Render every line of the items below as a JSON list of strings, one string per line, with blank lines left out.

Excerpts from a location annotation dataset
>>>>

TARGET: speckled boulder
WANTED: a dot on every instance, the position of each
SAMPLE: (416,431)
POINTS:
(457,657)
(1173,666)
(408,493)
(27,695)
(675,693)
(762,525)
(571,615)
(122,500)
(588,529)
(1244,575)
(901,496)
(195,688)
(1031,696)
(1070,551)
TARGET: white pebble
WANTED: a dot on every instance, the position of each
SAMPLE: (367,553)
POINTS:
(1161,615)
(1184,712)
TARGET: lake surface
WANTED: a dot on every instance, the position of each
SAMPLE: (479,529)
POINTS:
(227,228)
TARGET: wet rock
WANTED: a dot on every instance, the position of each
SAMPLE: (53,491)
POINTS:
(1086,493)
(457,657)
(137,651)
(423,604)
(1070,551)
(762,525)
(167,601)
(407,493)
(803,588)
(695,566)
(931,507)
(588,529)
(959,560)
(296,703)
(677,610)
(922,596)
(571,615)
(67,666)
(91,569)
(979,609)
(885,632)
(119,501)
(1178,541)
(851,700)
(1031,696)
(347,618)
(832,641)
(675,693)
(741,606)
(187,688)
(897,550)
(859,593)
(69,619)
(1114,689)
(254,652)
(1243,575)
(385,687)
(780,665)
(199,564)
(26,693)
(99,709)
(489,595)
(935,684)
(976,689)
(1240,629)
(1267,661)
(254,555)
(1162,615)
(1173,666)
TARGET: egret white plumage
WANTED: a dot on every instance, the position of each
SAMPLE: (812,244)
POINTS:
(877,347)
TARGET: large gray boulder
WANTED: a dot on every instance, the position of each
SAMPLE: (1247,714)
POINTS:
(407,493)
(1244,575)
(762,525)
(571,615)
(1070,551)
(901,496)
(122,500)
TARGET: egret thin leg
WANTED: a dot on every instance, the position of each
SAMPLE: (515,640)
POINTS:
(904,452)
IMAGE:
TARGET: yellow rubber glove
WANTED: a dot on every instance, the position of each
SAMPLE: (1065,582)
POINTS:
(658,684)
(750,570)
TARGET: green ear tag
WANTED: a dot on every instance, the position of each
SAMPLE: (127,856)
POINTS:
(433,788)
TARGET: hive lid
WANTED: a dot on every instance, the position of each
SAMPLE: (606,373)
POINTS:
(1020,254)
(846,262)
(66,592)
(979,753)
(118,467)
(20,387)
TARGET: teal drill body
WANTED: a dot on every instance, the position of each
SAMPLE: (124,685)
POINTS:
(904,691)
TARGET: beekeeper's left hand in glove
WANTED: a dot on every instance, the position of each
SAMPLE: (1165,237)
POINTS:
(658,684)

<<<<

* THE COMPLETED TASK
[
  "TARGET: speckled boulder",
  "WANTED: a dot on every instance, the position of each",
  "SAMPLE: (416,431)",
  "POINTS:",
  "(457,657)",
  "(1173,666)",
  "(408,493)",
  "(27,695)",
  "(675,693)",
  "(762,525)",
  "(571,615)",
  "(122,500)",
  "(588,529)",
  "(1244,575)",
  "(901,496)",
  "(195,688)",
  "(1031,696)",
  "(1070,551)",
  "TARGET: white pebble",
  "WANTED: a dot on every instance, the position of each",
  "SAMPLE: (367,553)",
  "POINTS:",
  "(1161,615)",
  "(1184,712)",
  "TARGET: lake surface",
  "WANTED: a dot on every instance, the position of each",
  "SAMPLE: (479,529)",
  "POINTS:",
  "(227,228)",
  "TARGET: wet rock",
  "WANTED: a dot on every instance, the position of each",
  "SAMPLE: (53,491)",
  "POINTS:",
  "(1086,493)",
  "(457,657)",
  "(137,651)",
  "(423,604)",
  "(1070,551)",
  "(762,525)",
  "(167,601)",
  "(407,493)",
  "(803,588)",
  "(695,566)",
  "(931,507)",
  "(588,529)",
  "(959,560)",
  "(296,703)",
  "(677,610)",
  "(922,596)",
  "(571,615)",
  "(67,666)",
  "(91,569)",
  "(979,609)",
  "(885,632)",
  "(119,501)",
  "(1178,541)",
  "(851,700)",
  "(1031,696)",
  "(347,618)",
  "(832,641)",
  "(675,693)",
  "(741,606)",
  "(187,688)",
  "(897,550)",
  "(859,593)",
  "(69,619)",
  "(1114,689)",
  "(254,652)",
  "(1243,575)",
  "(385,687)",
  "(780,665)",
  "(199,564)",
  "(26,693)",
  "(99,709)",
  "(489,595)",
  "(935,684)",
  "(976,689)",
  "(1240,629)",
  "(1267,661)",
  "(254,555)",
  "(1162,615)",
  "(1173,666)",
  "TARGET: egret white plumage",
  "WANTED: a dot on every instance, the position of each",
  "SAMPLE: (812,244)",
  "POINTS:",
  "(877,347)",
  "TARGET: large gray boulder",
  "WANTED: a dot on every instance, the position of each",
  "SAMPLE: (1247,714)",
  "POINTS:",
  "(407,493)",
  "(1244,575)",
  "(762,525)",
  "(571,615)",
  "(1070,551)",
  "(901,496)",
  "(122,500)",
  "TARGET: egret thin leg",
  "WANTED: a dot on every instance, the position of each",
  "SAMPLE: (515,640)",
  "POINTS:",
  "(904,452)",
  "IMAGE:",
  "TARGET: yellow rubber glove",
  "WANTED: a dot on every instance, the position of each",
  "SAMPLE: (1065,582)",
  "POINTS:",
  "(658,684)",
  "(750,570)",
  "TARGET: green ear tag",
  "WANTED: a dot on every instance, the position of each",
  "SAMPLE: (127,856)",
  "POINTS:",
  "(433,788)",
  "TARGET: hive lid",
  "WANTED: a dot on every instance, the position of each",
  "SAMPLE: (606,373)",
  "POINTS:",
  "(1020,254)",
  "(846,262)",
  "(66,592)",
  "(979,753)",
  "(118,467)",
  "(20,387)",
  "TARGET: teal drill body",
  "WANTED: a dot on every instance, the position of each",
  "SAMPLE: (124,685)",
  "POINTS:",
  "(904,691)",
  "TARGET: beekeeper's left hand in glove",
  "WANTED: a dot on every instance, the position of each",
  "SAMPLE: (1165,237)",
  "POINTS:",
  "(658,684)"
]